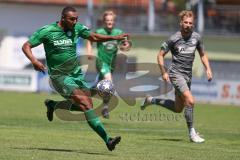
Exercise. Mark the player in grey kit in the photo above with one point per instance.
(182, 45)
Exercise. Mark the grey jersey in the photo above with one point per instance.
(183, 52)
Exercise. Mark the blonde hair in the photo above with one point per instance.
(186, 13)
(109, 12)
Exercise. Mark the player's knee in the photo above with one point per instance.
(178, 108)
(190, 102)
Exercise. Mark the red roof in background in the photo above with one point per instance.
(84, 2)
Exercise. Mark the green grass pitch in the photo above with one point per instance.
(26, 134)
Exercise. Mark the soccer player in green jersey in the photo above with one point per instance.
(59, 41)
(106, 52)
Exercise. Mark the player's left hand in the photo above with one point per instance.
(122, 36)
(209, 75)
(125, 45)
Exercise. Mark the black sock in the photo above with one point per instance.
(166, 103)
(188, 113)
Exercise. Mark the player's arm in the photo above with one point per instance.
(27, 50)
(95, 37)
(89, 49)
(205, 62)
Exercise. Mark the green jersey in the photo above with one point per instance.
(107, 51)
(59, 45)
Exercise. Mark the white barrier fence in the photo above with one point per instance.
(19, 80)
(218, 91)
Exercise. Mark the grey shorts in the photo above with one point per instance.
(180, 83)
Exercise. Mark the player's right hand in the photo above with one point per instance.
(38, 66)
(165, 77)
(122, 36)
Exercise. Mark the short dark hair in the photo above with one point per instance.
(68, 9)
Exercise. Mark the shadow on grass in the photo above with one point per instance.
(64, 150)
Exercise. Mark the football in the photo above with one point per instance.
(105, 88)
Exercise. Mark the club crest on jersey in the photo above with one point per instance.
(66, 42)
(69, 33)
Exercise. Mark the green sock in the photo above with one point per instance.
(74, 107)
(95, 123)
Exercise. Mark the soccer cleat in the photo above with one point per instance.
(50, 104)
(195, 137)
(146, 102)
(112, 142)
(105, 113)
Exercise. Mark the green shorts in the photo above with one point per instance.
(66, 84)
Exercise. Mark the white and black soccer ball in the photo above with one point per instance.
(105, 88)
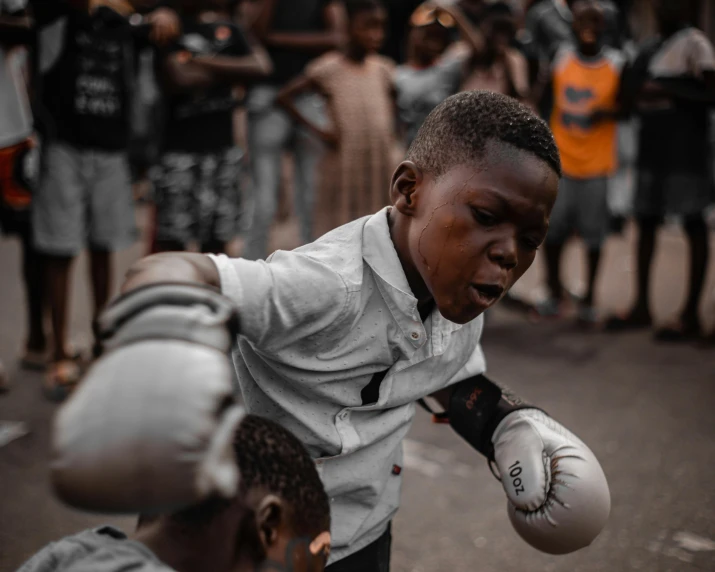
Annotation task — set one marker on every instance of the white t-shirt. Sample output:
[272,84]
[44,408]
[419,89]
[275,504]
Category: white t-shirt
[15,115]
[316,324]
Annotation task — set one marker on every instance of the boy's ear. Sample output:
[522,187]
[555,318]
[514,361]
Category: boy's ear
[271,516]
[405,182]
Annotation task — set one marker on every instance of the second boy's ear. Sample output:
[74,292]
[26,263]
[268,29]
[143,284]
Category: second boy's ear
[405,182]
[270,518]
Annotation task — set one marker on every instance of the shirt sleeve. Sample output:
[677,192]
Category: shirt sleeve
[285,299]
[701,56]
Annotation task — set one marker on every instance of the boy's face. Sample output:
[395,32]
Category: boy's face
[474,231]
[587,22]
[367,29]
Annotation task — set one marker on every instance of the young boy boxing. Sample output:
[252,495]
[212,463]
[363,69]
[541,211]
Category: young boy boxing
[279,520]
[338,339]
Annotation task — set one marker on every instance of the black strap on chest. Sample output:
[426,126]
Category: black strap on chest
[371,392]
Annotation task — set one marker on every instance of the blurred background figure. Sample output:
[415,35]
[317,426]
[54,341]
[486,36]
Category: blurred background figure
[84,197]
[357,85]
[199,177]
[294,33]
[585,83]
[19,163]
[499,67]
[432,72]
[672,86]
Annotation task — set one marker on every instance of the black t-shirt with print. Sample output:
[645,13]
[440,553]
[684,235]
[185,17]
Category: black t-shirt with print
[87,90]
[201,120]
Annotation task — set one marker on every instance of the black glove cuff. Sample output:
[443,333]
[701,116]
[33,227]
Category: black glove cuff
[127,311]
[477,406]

**EXERCISE INSTRUCTIONS**
Quote only the lines from the one containing "of the blurred" through the final line of the records, with both ends included.

**SOLUTION**
Annotation task — set one marker on every instance of the blurred background figure. Sample output:
[415,35]
[317,426]
[54,341]
[486,36]
Category: blurred background figure
[84,197]
[357,85]
[199,177]
[294,33]
[585,83]
[19,163]
[499,67]
[432,72]
[672,86]
Annotation task — set one marker on every instance of the black t-shirt with print. Sample output:
[645,13]
[440,553]
[684,235]
[185,17]
Category: black t-shirt with print
[87,90]
[201,120]
Annotation task — set one marker on every instance of the black glove cuff. Sample output:
[443,333]
[701,116]
[33,227]
Category: black glove cuff
[127,311]
[477,406]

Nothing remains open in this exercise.